An exact transcription of every entry is required. Images are not part of it.

---------- PROVIDED MATERIAL ----------

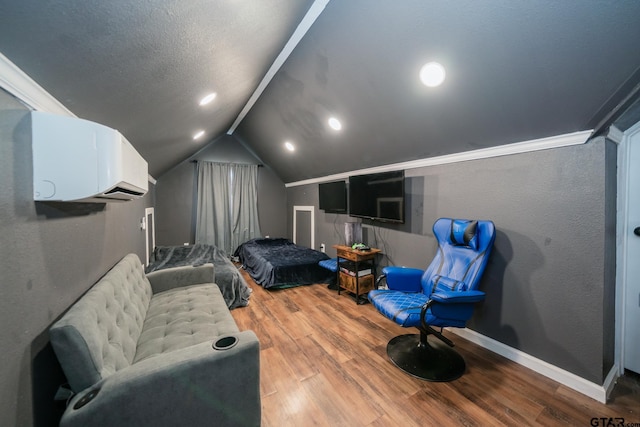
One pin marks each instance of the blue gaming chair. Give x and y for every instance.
(441, 296)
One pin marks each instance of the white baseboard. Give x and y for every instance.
(579, 384)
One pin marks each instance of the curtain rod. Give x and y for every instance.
(231, 163)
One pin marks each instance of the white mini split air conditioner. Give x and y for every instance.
(75, 160)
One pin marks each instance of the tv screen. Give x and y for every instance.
(333, 196)
(378, 196)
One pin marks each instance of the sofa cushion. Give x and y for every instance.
(99, 334)
(183, 317)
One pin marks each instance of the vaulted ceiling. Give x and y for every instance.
(515, 71)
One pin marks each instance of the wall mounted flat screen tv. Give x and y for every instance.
(378, 196)
(333, 197)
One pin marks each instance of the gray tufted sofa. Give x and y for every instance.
(157, 350)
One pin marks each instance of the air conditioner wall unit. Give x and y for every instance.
(76, 160)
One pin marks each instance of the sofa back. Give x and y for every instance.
(98, 335)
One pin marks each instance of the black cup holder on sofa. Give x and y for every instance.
(225, 343)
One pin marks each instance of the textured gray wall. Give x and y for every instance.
(50, 255)
(176, 198)
(550, 281)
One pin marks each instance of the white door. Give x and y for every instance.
(304, 226)
(631, 230)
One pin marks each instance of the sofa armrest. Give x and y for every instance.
(194, 386)
(169, 278)
(457, 297)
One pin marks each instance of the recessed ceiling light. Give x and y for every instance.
(207, 99)
(432, 74)
(335, 123)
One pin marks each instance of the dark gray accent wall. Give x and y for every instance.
(49, 256)
(176, 194)
(550, 282)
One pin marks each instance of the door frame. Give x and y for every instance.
(622, 237)
(311, 210)
(149, 223)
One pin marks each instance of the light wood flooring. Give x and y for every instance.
(324, 363)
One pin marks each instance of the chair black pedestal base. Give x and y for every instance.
(431, 361)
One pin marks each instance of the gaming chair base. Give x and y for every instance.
(430, 361)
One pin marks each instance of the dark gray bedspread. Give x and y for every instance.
(234, 288)
(278, 262)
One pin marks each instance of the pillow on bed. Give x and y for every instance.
(266, 241)
(463, 233)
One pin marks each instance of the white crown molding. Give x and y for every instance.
(615, 134)
(23, 87)
(575, 138)
(573, 381)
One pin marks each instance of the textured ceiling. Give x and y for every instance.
(515, 71)
(142, 66)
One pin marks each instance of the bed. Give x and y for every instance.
(233, 286)
(276, 263)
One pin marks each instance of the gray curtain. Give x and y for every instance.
(227, 208)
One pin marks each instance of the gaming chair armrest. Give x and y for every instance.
(457, 297)
(403, 278)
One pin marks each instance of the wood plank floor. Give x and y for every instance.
(324, 363)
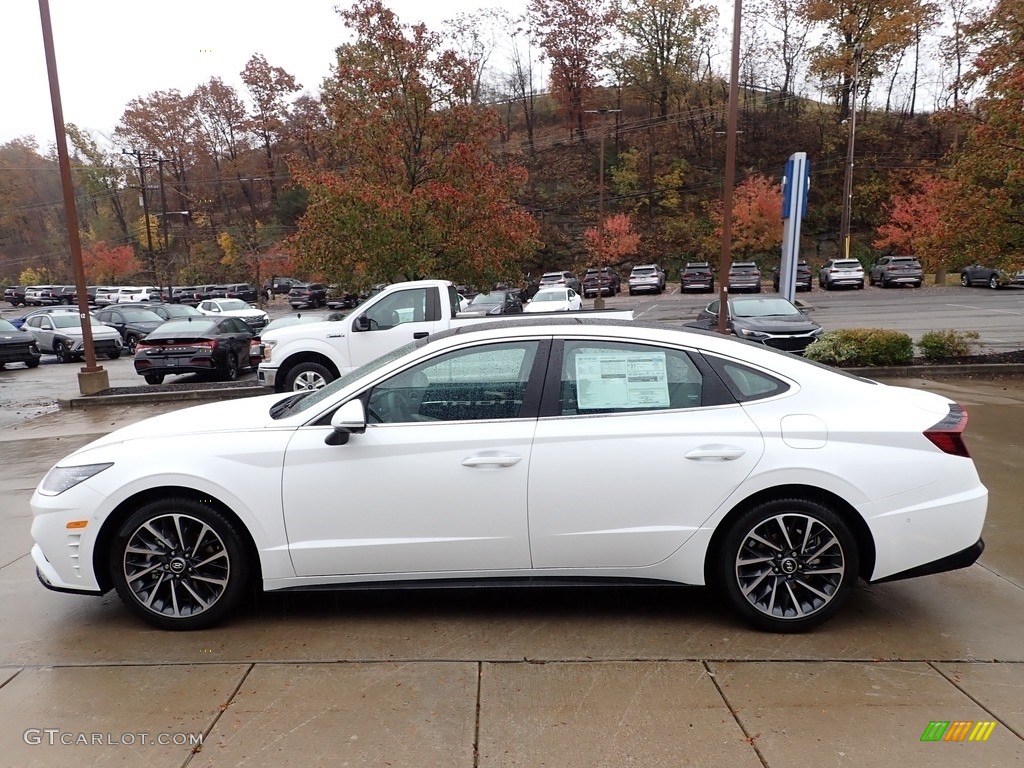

----------

### SOLUTION TO THIS PROBLEM
One pin marks each instance of the blue gaming chair. Give x and y for every instance.
(441, 296)
One pin marks each instance of the white baseboard. Give x and y for every instance.
(579, 384)
One pin marks each instance of the curtain rod. Give x and y for every instance.
(231, 163)
One pin marks each instance of the white mini split air conditioner. Give x and y for every instance.
(75, 160)
One pin marks each instance of the tv screen. Give x and y for every instance.
(333, 196)
(378, 196)
One pin marks each instance of the sofa cushion. Give x and y for every instance.
(99, 334)
(183, 317)
One pin marks each instance of the vaulted ceiling. Give x and y for every instance.
(515, 71)
One pin marks each instance of the wall mounted flat screen tv. Give x and y for every instance.
(378, 196)
(333, 197)
One pin marks each instance of the gray tufted sofa. Give x and y for every instance.
(157, 350)
One pin marks each instance of the air conditioner wall unit. Give x and y for every instance.
(76, 160)
One pin marks each instance of the sofa back. Give x and y for every instance.
(98, 335)
One pin marks each instance of the black cup holder on sofa. Give x and y for every instance.
(225, 343)
One pin marks each instance of the textured gray wall. Give x and y for every instance.
(50, 255)
(176, 198)
(550, 281)
One pin marks each instance of the white door. Give x and y for every instance.
(304, 226)
(631, 230)
One pin marks each instance of the sofa armrest. Give x and y for every instance.
(194, 386)
(169, 278)
(457, 297)
One pin marks each instance of the recessed ceiling light. Give x and y for every instance.
(207, 99)
(432, 74)
(335, 123)
One pin marks each instance of the dark gray accent wall. Give x and y for every instance.
(49, 256)
(176, 194)
(550, 282)
One pin marks each instance of the door frame. Give x and y for every instance.
(622, 237)
(311, 210)
(149, 223)
One pin marks each instance of the light wood flooring. Give x and y for every instance.
(324, 363)
One pin marks each instance of the chair black pedestal base. Give x and y for every instance.
(431, 361)
One pin marks each instance of the gaming chair base. Give x and y for every instance.
(430, 361)
One pin marks each instance of the dark gray bedspread. Give x and y for every instance.
(234, 288)
(278, 262)
One pin marks each instance of the pillow on bed. Give x and y for every instance.
(266, 241)
(463, 233)
One pin marks each instance of the white crown molding. Give x and y for every instance.
(615, 134)
(23, 87)
(575, 138)
(573, 381)
One pin marks each instance of the textured ceiling. Give x and y for every instance.
(515, 71)
(142, 66)
One pin marks each instance of the bed. Give x and y for every instance.
(233, 286)
(276, 263)
One pin marks each instance of the gray curtain. Give x and y for every instance.
(227, 208)
One pin marks each instance of the gaming chair armrest. Give x and y for every instance.
(457, 297)
(403, 278)
One pin marks each instance of the wood plank floor. Give x and y for every instance.
(324, 363)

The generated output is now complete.